→ **WHAT TO WORK ON**:
Each line of the material beneath should be duplicated exactly.

→ **ENTRIES PROVIDED**:

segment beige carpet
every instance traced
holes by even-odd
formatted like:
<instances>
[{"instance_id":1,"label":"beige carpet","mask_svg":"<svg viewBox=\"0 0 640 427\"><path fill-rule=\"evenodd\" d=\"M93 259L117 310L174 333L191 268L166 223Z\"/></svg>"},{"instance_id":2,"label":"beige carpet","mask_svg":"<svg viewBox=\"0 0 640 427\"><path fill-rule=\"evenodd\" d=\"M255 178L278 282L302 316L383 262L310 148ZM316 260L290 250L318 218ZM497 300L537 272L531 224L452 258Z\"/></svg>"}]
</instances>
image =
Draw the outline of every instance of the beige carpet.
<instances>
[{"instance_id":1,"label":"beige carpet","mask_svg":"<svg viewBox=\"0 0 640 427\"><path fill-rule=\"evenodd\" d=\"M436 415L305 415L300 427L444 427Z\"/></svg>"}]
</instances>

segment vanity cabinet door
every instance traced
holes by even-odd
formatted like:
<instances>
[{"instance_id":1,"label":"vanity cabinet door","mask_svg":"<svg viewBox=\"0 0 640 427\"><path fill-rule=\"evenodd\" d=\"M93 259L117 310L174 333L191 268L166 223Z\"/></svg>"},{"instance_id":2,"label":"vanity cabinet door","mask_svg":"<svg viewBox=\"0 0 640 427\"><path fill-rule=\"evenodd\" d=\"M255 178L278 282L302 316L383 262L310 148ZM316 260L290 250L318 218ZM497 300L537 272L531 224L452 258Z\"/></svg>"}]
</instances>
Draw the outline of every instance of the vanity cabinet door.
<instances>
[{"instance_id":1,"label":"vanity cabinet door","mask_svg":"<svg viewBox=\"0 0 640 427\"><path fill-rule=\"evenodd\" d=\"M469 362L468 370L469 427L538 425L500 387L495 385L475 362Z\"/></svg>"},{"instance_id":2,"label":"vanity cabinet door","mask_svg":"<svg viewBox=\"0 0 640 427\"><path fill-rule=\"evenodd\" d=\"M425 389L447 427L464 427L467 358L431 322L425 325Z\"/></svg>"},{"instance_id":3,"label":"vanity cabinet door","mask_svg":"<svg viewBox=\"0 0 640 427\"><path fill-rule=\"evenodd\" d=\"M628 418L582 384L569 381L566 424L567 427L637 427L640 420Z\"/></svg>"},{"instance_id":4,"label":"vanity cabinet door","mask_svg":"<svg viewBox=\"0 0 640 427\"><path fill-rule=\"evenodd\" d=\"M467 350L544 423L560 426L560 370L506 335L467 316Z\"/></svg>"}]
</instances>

→ **REPLY TO THE TASK**:
segment beige carpet
every instance traced
holes by even-odd
formatted like:
<instances>
[{"instance_id":1,"label":"beige carpet","mask_svg":"<svg viewBox=\"0 0 640 427\"><path fill-rule=\"evenodd\" d=\"M93 259L117 310L174 333L191 268L166 223Z\"/></svg>"},{"instance_id":2,"label":"beige carpet","mask_svg":"<svg viewBox=\"0 0 640 427\"><path fill-rule=\"evenodd\" d=\"M255 178L278 282L302 316L383 262L310 148ZM316 260L290 250L318 218ZM497 300L537 272L531 224L452 258Z\"/></svg>"}]
</instances>
image =
Draw the outline of every instance of the beige carpet.
<instances>
[{"instance_id":1,"label":"beige carpet","mask_svg":"<svg viewBox=\"0 0 640 427\"><path fill-rule=\"evenodd\" d=\"M436 415L305 415L300 427L444 427Z\"/></svg>"}]
</instances>

segment vanity cabinet door
every instance traced
holes by even-odd
formatted like:
<instances>
[{"instance_id":1,"label":"vanity cabinet door","mask_svg":"<svg viewBox=\"0 0 640 427\"><path fill-rule=\"evenodd\" d=\"M93 259L117 310L174 333L191 268L166 223Z\"/></svg>"},{"instance_id":2,"label":"vanity cabinet door","mask_svg":"<svg viewBox=\"0 0 640 427\"><path fill-rule=\"evenodd\" d=\"M255 178L278 282L302 316L383 262L310 148ZM316 260L290 250L318 218ZM497 300L537 272L531 224L452 258Z\"/></svg>"}]
</instances>
Draw the outline of every instance of the vanity cabinet door.
<instances>
[{"instance_id":1,"label":"vanity cabinet door","mask_svg":"<svg viewBox=\"0 0 640 427\"><path fill-rule=\"evenodd\" d=\"M469 362L468 370L469 427L538 425L500 387L495 385L475 362Z\"/></svg>"},{"instance_id":2,"label":"vanity cabinet door","mask_svg":"<svg viewBox=\"0 0 640 427\"><path fill-rule=\"evenodd\" d=\"M425 389L447 427L464 427L467 358L431 322L425 325Z\"/></svg>"},{"instance_id":3,"label":"vanity cabinet door","mask_svg":"<svg viewBox=\"0 0 640 427\"><path fill-rule=\"evenodd\" d=\"M628 418L582 384L569 381L566 424L567 427L637 427L640 420Z\"/></svg>"},{"instance_id":4,"label":"vanity cabinet door","mask_svg":"<svg viewBox=\"0 0 640 427\"><path fill-rule=\"evenodd\" d=\"M467 350L544 423L560 426L560 370L506 335L467 316Z\"/></svg>"}]
</instances>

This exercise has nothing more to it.